▶ **Exercise instructions**
• A. Which modules does the code in the JAX SSHT tutorial import?
• B. Can you pick up the JAX SSHT tutorial after its last line and continue it?

[START OF Passage]

# JAX SSHT frontend#

[1]:

import sys
IN_COLAB = 'google.colab' in sys.modules

# Install s2fft and data if running on google colab.
if IN_COLAB:
    !pip install s2fft &> /dev/null

This short tutorial demonstrates how to use the custom JAX frontend support S2FFT provides for the `SSHT <astro-informatics/ssht>`__ C library.

As with the other introductions, let’s import some packages and define an arbitrary bandlimited signal to work with.

[2]:

import jax
jax.config.update("jax_enable_x64", True)

import numpy as np
import s2fft

L = 128
method = "jax_ssht"
rng = np.random.default_rng(23457801234570)
flm = s2fft.utils.signal_generator.generate_flm(rng, L)
f = s2fft.inverse(flm, L, method=method)

Calling forward SSHT C function from JAX.#

[3]:

flm = s2fft.forward(f, L, method=method)

Calling inverse SSHT C function from JAX.#

[4]:

f_recov = s2fft.inverse(flm, L, method=method)

Computing the roundtrip error#

Let’s check the associated error, which should be close to machine precision for the sampling scheme used.

[5]:

print(f"Mean absolute error = {np.nanmean(np.abs(f_recov - f))}")

[END OF Passage]
[START OF Entries shown]

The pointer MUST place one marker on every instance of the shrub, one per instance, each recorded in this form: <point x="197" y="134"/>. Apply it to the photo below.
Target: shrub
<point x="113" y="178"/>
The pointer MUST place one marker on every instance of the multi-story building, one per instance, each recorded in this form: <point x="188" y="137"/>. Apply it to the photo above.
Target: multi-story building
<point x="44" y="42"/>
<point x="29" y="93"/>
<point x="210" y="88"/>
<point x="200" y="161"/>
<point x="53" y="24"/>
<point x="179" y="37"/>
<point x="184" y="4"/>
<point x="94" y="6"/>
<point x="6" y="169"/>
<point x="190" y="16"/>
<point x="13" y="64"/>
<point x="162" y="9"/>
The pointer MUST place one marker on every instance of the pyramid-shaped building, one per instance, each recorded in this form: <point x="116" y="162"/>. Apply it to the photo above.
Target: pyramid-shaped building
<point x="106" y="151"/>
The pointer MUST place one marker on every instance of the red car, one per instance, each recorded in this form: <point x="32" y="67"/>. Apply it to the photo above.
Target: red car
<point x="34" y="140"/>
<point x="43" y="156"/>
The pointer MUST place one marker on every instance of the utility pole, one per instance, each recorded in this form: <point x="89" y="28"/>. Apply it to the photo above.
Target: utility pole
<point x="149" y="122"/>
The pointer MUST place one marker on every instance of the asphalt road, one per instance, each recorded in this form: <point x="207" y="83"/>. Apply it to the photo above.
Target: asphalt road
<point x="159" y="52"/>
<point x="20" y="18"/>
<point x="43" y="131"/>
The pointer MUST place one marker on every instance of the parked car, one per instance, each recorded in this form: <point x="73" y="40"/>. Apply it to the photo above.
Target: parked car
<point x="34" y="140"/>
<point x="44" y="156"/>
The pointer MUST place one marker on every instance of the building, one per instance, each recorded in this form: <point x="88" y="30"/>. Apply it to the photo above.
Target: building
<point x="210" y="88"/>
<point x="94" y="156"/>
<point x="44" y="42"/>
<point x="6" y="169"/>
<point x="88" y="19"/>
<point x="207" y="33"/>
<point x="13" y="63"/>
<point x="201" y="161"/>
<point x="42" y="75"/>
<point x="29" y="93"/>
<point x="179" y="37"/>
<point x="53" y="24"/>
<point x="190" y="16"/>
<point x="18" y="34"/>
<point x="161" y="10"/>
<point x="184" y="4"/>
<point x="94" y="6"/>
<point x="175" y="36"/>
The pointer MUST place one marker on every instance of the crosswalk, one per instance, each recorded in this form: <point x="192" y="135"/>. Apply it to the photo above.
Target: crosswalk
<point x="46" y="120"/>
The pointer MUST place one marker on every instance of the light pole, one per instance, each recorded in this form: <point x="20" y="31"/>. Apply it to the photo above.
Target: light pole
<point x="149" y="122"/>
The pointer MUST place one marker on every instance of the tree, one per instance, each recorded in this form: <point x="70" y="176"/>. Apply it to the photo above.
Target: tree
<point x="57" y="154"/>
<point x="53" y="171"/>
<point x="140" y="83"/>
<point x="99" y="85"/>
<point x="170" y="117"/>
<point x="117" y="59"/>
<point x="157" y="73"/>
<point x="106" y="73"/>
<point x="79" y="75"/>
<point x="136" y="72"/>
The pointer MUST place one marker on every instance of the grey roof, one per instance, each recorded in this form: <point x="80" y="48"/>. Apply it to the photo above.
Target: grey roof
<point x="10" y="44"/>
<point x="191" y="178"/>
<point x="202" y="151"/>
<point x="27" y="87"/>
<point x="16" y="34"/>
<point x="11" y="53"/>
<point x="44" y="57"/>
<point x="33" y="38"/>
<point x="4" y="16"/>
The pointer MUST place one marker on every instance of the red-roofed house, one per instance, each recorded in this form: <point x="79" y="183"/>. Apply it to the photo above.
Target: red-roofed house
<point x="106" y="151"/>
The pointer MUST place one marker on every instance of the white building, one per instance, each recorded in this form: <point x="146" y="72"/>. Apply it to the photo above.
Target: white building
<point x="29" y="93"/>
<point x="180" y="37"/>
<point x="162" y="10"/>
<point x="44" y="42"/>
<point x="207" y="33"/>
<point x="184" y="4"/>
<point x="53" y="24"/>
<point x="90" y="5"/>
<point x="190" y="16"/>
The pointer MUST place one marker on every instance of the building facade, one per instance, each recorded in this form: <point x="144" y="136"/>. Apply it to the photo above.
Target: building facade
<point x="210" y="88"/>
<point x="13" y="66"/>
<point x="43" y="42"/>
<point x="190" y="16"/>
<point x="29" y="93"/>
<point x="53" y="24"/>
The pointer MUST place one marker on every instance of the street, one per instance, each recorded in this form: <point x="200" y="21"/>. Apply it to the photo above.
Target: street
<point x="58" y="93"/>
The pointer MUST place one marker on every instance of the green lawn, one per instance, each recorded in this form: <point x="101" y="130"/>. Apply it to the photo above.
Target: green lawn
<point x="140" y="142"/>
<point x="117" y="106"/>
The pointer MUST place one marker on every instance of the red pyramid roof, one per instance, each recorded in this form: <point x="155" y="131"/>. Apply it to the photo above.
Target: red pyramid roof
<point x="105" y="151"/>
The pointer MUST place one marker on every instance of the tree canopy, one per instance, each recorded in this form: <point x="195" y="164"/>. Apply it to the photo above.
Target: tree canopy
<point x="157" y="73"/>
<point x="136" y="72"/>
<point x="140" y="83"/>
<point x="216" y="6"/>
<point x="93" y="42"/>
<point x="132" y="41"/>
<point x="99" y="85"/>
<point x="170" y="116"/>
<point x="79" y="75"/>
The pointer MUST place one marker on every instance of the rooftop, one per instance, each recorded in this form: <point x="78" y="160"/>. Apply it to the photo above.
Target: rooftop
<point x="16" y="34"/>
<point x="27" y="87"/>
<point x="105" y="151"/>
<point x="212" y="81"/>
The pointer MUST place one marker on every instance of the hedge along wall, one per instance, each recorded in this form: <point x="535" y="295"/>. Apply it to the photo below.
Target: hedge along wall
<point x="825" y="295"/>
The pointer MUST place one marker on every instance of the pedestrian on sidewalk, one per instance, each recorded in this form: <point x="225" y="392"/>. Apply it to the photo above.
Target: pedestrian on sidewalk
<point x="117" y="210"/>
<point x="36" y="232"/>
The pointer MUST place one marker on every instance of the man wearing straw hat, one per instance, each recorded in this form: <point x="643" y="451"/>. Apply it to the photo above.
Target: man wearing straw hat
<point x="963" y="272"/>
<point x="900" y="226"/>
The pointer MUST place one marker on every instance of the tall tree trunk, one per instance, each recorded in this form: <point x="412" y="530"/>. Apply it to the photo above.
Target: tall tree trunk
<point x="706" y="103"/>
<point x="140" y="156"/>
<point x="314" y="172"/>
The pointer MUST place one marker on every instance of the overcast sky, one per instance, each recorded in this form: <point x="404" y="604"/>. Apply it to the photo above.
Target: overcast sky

[END OF Entries shown]
[START OF Entries shown]

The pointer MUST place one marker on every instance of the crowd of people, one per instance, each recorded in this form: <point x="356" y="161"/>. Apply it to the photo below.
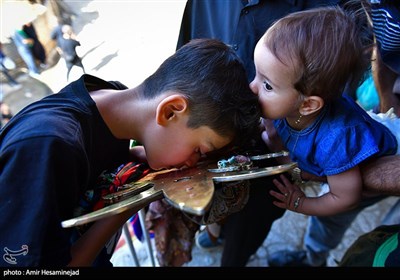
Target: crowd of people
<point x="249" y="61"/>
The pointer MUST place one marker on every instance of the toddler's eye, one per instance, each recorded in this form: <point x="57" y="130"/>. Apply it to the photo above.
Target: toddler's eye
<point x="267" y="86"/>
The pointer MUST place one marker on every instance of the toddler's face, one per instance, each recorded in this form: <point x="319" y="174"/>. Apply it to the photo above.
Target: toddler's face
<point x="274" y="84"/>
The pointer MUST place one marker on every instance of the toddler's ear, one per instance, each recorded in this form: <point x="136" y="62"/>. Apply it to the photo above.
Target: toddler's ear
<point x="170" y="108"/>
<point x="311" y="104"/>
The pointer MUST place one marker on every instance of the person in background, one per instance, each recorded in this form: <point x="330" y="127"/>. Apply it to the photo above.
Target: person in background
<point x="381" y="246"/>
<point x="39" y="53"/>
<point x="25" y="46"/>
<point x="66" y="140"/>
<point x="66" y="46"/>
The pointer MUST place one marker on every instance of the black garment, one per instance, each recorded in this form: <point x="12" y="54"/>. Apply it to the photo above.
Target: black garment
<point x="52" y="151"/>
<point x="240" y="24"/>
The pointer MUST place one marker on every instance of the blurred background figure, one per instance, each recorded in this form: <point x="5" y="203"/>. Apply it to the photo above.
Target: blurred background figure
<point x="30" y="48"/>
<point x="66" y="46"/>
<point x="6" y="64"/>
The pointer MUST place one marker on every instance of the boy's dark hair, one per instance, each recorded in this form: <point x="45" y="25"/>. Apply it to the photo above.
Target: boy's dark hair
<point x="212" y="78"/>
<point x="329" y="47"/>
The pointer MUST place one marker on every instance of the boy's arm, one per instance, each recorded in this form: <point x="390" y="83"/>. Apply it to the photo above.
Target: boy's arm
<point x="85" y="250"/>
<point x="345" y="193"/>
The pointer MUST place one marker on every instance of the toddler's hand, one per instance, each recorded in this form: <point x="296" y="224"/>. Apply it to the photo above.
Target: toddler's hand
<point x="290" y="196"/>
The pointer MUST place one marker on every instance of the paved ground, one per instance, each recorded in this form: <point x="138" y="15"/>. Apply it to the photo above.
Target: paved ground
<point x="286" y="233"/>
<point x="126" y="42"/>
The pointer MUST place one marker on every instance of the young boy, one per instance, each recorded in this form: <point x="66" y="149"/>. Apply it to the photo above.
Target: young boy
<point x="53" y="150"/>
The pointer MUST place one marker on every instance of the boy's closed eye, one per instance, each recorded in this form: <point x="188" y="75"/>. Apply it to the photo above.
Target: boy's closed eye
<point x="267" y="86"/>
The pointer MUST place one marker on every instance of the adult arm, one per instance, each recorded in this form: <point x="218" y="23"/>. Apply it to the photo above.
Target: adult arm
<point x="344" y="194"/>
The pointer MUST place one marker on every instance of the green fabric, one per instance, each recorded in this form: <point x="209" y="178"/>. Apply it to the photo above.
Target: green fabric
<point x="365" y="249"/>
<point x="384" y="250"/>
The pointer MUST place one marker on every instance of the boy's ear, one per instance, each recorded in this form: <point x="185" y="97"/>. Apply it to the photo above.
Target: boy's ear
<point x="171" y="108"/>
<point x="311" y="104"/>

[END OF Entries shown]

▶ **Answers to the problems**
• A. sys, jax, numpy (imported as np), s2fft

• B.
Mean absolute error = 7.784372519411174e-13

Differentiating through SSHT C functions.#

So far all this is doing is providing an interface between JAX and SSHT, the real novelty comes when we differentiate through the C library.

[6]:

# Define an arbitrary JAX function
def differentiable_test(flm) -> int:
    f = s2fft.inverse(flm, L, method=method)
    return jax.numpy.nanmean(jax.numpy.abs(f)**2)

# Create the JAX reverse mode gradient function
gradient_func = jax.grad(differentiable_test)

# Compute the gradient automatically
gradient = gradient_func(flm)

Validating these gradients#

This is all well and good, but how do we know these gradients are correct? Thankfully JAX prvoides a simple function to check this…

[7]:

from jax.test_util import check_grads
check_grads(differentiable_test, (flm,), order=1, modes=("rev"))